SELECTED EXCERPT ::
---

Obamacare Navigators fronting for partisan purposes?

Conservatives accuse the ACA Navigators program with collecting people's data for partisan purposes. But Navigator groups scoff at the charge.

Since the day the Affordable Care Act was passed, conservatives -- mainly those in the Tea Party -- have been drumming up reasons to tank so-called "Obamacare," vowing to never let the health insurance expansion law catch its breath.

As Donald Berwick, President Obama's former ACA chief told ProPublica, "There is a long-term plan here being carried out by the opponents of this law to try to make a law of the land that was upheld by the Supreme Court not the law of the land."

Among the aspects of the ACA the Tea Party has seized upon is the "Navigators" program. Steered by the U.S. Department of Health and Human Services, the program is giving $67 million to more than 100 nonprofit health and social service groups to serve as evangelists and technical assistants for the ACA insurance marketplace. HHS describes the Navigators program as an "in-person resource for Americans who want additional assistance in shopping for and enrolling in plans in the Health Insurance Marketplace."

In North Carolina, for example, Navigator grantees include the Randolph Hospital, Mountain Projects Inc. (a Community Action Agency), North Carolina Community Care Networks, and the Alcohol/Drug Council of NC.  

But conservatives see something nefarious here, and lately have been attempting to peg the Navigators program as some kind of front operation for the Democratic Party. They are suspicious of civil rights groups like NAACP and the League of United Latin American Citizens that have received Navigator funding.

"We are witnessing the organized subsidization of partisan groups to collect sensitive information on every American possible, in the name of the Affordable Care Act," said the Texas-based poll-monitoring group True the Vote.

---

Dataset items ::
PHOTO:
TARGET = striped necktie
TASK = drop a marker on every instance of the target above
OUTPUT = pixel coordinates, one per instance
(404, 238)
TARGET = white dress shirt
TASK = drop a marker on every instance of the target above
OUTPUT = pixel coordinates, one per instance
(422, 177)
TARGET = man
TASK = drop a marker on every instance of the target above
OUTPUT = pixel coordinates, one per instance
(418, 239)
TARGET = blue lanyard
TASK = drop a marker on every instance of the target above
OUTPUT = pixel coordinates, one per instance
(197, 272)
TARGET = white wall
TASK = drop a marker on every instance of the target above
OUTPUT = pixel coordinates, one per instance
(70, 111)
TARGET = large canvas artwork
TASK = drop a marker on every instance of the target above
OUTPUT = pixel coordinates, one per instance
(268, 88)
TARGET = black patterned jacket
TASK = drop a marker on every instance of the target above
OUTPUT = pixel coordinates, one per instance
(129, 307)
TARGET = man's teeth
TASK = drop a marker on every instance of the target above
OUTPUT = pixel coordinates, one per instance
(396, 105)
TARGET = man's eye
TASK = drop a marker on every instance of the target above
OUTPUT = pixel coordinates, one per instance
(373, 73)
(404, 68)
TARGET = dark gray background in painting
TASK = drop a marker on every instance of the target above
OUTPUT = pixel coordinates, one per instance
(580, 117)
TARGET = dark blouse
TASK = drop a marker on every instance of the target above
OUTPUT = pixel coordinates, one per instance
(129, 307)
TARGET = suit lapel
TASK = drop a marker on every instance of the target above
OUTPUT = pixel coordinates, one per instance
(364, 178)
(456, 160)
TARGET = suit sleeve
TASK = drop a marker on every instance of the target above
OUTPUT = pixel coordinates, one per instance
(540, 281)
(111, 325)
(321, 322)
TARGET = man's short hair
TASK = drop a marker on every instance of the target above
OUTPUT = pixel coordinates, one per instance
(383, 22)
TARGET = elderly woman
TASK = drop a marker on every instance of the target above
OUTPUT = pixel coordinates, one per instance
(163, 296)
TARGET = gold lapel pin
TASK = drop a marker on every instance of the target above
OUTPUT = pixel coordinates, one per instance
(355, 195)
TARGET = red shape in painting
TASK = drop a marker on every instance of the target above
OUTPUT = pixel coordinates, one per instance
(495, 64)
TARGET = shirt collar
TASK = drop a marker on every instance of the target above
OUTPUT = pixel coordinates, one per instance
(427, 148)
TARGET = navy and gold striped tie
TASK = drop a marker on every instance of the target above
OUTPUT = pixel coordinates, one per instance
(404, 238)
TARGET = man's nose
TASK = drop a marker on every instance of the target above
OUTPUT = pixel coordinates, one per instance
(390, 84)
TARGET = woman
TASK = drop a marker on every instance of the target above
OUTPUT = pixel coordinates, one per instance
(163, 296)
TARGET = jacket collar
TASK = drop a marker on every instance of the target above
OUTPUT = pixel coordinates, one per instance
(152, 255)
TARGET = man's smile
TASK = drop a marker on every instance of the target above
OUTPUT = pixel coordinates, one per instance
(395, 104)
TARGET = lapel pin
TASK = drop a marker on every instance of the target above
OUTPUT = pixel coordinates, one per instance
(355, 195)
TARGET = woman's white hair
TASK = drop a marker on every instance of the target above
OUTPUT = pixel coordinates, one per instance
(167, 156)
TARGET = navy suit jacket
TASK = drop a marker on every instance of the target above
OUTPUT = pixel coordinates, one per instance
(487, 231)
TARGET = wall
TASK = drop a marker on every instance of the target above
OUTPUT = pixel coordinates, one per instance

---

TASK INSTRUCTIONS ::
**a.** Please transcribe the part of the Obamacare Navigators article starting at "Since the day" and ending at "catch its breath.".
**b.** Condense the paragraph of the Obamacare Navigators article that opens with "Among the aspects of the ACA" into a short bulleted list that keeps its main facts.

ANSWER SET ::
**a.**
Since the day the Affordable Care Act was passed, conservatives -- mainly those in the Tea Party -- have been drumming up reasons to tank so-called "Obamacare," vowing to never let the health insurance expansion law catch its breath.

**b.**
- The Tea Party has seized on the ACA's Navigators program.
- The U.S. Department of Health and Human Services steers the program.
- It gives $67 million to more than 100 nonprofit health and social service groups.
- These groups serve as evangelists and technical assistants for the ACA insurance marketplace.
- HHS calls the program an in-person resource for Americans who want extra help shopping for and enrolling in Health Insurance Marketplace plans.